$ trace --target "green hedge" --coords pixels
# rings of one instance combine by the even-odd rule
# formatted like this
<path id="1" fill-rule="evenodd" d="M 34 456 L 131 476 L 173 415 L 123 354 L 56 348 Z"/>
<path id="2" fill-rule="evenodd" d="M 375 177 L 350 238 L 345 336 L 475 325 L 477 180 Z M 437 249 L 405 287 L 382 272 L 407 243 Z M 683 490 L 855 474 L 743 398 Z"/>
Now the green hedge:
--
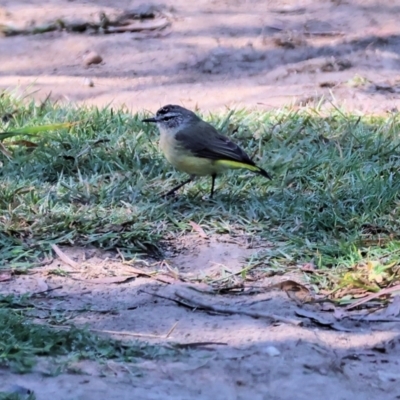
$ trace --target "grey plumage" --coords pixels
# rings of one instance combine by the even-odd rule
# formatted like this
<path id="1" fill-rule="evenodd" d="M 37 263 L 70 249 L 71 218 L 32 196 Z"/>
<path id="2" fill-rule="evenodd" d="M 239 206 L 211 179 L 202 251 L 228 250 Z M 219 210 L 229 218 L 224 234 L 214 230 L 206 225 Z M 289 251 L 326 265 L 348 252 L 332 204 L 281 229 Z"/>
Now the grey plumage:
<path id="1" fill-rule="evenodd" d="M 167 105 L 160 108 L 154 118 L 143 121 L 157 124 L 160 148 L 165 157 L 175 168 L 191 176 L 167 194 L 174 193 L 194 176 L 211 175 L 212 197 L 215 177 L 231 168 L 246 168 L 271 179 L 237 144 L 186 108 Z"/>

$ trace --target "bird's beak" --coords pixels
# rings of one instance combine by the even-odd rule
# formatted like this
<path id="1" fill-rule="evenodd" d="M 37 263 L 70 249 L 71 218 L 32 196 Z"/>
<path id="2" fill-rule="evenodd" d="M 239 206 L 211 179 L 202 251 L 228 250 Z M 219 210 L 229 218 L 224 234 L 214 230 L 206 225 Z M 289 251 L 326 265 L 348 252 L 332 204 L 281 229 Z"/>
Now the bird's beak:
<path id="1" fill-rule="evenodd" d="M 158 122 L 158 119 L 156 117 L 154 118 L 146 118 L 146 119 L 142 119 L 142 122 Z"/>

**Instructions to follow:** Please return the lines above that run from the line containing "34 456 L 131" to the line containing "Now the green", inclusive, exactly and with no other lines.

**Task solution:**
<path id="1" fill-rule="evenodd" d="M 34 456 L 131 476 L 173 415 L 123 354 L 56 348 Z"/>
<path id="2" fill-rule="evenodd" d="M 375 177 L 350 238 L 345 336 L 475 325 L 477 180 Z M 437 249 L 405 287 L 382 272 L 407 243 Z M 683 490 L 855 474 L 743 398 Z"/>
Now the green hedge:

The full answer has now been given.